• [Aufgaben]
A. Wie viele Menschen ertranken nach dem Text über Gletscherseeausbrüche, als der Dig-Tsho-Gletschersee ausbrach?
B. Schreib bitte aus dem Text über Gletscherseeausbrüche die Stelle ab, die mit „Vor knapp 20“ anfängt und bis einschließlich „fünf Menschen ertranken.“ geht.
C. Führe den Text über Gletscherseeausbrüche im Anschluss an seinen letzten Satz weiter.

Mit dem Klimawandel wächst die Angst vor Gletscherseeausbrüchen

 

Vor knapp 20 Jahren, am 4. August 1985, stockte den nepalesischen Sherpas in einem Tal in der Nähe des Mount Everest der Atem: Eine riesige, fünf Meter hohe Welle, ausgelöst durch eine Eis-Lawine, raste über den Dig-Tsho-Gletschersee und überflutete den Moränendamm. Der Damm brach und innerhalb weniger Stunden ergoss sich fast der gesamte See in das darunterliegende Tal. Häuser, Felder, Brücken und ein Wasserkraftwerk verschwanden in den Fluten, fünf Menschen ertranken.

Glaziale Seeausbrüche, wie Wissenschaftler sie nennen, gibt es nicht nur im Himalaya, sondern auch in den Anden, den Rocky Mountains oder den Alpen. Und die von ihnen ausgehende Bedrohung nimmt zu: Durch den Klimawandel schmelzen weltweit die Gletscher ab, neue Gletscherseen entstehen, andere dehnen sich auf ein Vielfaches ihrer ursprünglichen Größe aus.

(Einträge zum Zeigen und Beschriften)
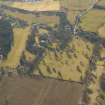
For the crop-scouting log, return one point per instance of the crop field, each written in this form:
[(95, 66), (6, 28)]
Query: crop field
[(89, 23), (67, 65), (74, 7), (39, 6), (20, 38), (30, 18), (38, 91)]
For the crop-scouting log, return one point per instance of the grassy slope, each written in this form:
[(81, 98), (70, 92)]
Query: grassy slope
[(20, 37), (68, 65), (75, 7)]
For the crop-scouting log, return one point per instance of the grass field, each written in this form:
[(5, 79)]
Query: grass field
[(20, 38), (30, 18), (39, 91), (38, 6), (67, 65), (89, 23), (74, 7)]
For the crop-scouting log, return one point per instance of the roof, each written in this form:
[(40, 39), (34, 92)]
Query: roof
[(38, 91)]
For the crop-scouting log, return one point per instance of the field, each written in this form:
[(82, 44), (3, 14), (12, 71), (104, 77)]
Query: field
[(38, 91), (39, 6), (67, 65), (75, 7), (89, 23), (20, 38)]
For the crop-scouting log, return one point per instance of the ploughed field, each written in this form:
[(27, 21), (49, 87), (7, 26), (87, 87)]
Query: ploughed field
[(38, 91)]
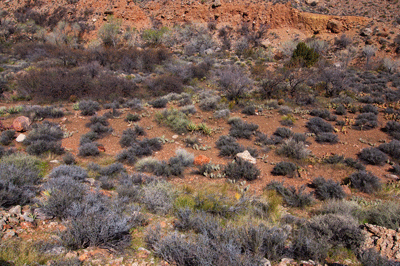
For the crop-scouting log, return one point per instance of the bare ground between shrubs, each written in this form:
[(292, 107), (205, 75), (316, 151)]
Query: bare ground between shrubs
[(351, 142)]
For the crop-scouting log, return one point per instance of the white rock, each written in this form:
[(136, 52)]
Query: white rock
[(21, 138), (246, 156)]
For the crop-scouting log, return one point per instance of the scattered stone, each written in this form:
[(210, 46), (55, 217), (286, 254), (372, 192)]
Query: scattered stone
[(246, 156), (9, 234), (383, 240), (312, 2), (366, 32), (21, 123), (335, 26), (201, 159)]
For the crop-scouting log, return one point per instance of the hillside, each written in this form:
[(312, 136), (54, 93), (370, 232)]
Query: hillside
[(199, 132)]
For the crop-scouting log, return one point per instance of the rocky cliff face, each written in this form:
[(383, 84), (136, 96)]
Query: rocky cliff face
[(169, 13)]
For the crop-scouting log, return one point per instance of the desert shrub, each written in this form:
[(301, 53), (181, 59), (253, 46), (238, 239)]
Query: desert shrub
[(73, 171), (249, 110), (292, 196), (129, 136), (324, 232), (88, 138), (241, 129), (96, 221), (327, 189), (241, 169), (393, 129), (318, 125), (6, 137), (188, 109), (89, 107), (37, 112), (228, 146), (365, 181), (324, 114), (132, 117), (304, 55), (284, 168), (341, 110), (334, 159), (62, 192), (209, 102), (164, 84), (69, 159), (384, 214), (293, 149), (366, 121), (371, 257), (283, 132), (44, 137), (88, 149), (19, 175), (224, 113), (174, 119), (327, 137), (158, 197), (159, 102), (392, 148), (234, 82), (373, 156), (368, 108)]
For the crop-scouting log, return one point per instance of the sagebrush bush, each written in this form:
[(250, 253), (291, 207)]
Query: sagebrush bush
[(174, 119), (285, 168), (19, 175), (365, 181), (88, 107), (392, 148), (96, 221), (88, 149), (393, 129), (327, 189), (292, 196), (241, 129), (366, 121), (318, 125), (69, 159), (249, 110), (324, 137), (324, 114), (283, 132), (386, 214), (62, 191), (159, 102), (240, 169), (293, 149), (373, 156), (368, 108), (7, 137)]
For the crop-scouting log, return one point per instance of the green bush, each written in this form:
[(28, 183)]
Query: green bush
[(304, 54)]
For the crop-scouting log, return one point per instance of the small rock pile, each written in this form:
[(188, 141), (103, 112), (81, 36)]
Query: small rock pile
[(385, 241), (16, 220)]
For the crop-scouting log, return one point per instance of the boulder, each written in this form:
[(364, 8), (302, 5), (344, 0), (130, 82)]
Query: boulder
[(335, 26), (21, 123), (21, 138), (246, 156), (201, 159), (312, 2)]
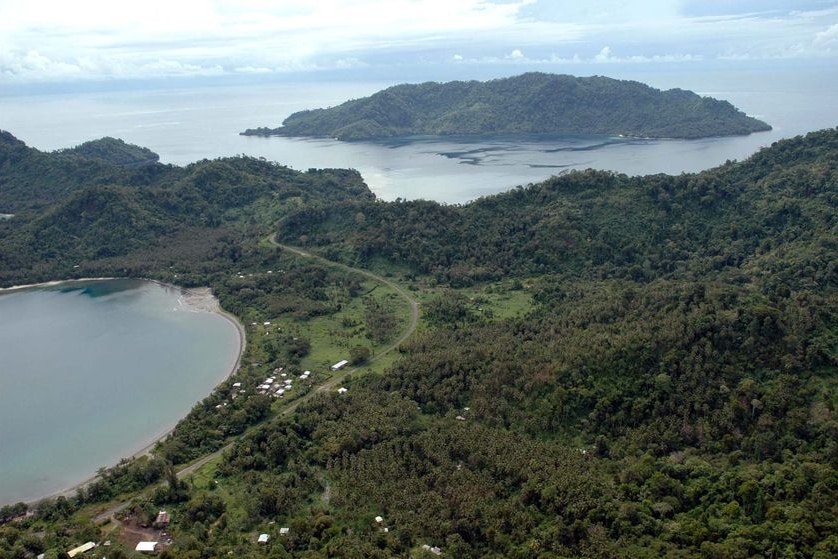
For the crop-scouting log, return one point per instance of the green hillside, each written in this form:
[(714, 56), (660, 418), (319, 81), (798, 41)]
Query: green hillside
[(532, 103), (606, 366), (114, 151)]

• [Ergebnisse je Aufgabe]
A. Fünf Menschen ertranken.

B.
Vor knapp 20 Jahren, am 4. August 1985, stockte den nepalesischen Sherpas in einem Tal in der Nähe des Mount Everest der Atem: Eine riesige, fünf Meter hohe Welle, ausgelöst durch eine Eis-Lawine, raste über den Dig-Tsho-Gletschersee und überflutete den Moränendamm. Der Damm brach und innerhalb weniger Stunden ergoss sich fast der gesamte See in das darunterliegende Tal. Häuser, Felder, Brücken und ein Wasserkraftwerk verschwanden in den Fluten, fünf Menschen ertranken.

C.
Auch in der Schweiz, dem am dichtesten besiedelten alpinen Land der Welt, stellen sie eine Gefahr dar. Der letzte katastrophale Seeausbruch am Schweizer Grubengletscher liegt etwas über dreißig Jahre zurück, als das Dorf Saas Balen von den Fluten zerstört wurde. Nur durch aufwendige Gegenmaßnahmen konnten weitere Ausbrüche dort bisher vermieden werden. Ärmere Länder wie Nepal, Bhutan oder Peru können sich solche Millionen-Dollar-teuren Schutzvorkehrungen kaum leisten.

Auf lange Sicht würde nur ein Stopp des Klimawandels helfen. Und für andere Folgen des Gletscherschmelzens gibt es gar keine Gegenmaßnahmen: Mit den Gletschern verschwinden weltweit wichtige erneuerbare Süßwasserreservoire, die in Asien beispielsweise die Flüsse Mekong, Ganges, Indus und Brahmaputra speisen. Sie versorgen in der heißen Trockenzeit vor dem Monsun hunderte Millionen von Menschen mit lebensnotwendigem Trinkwasser.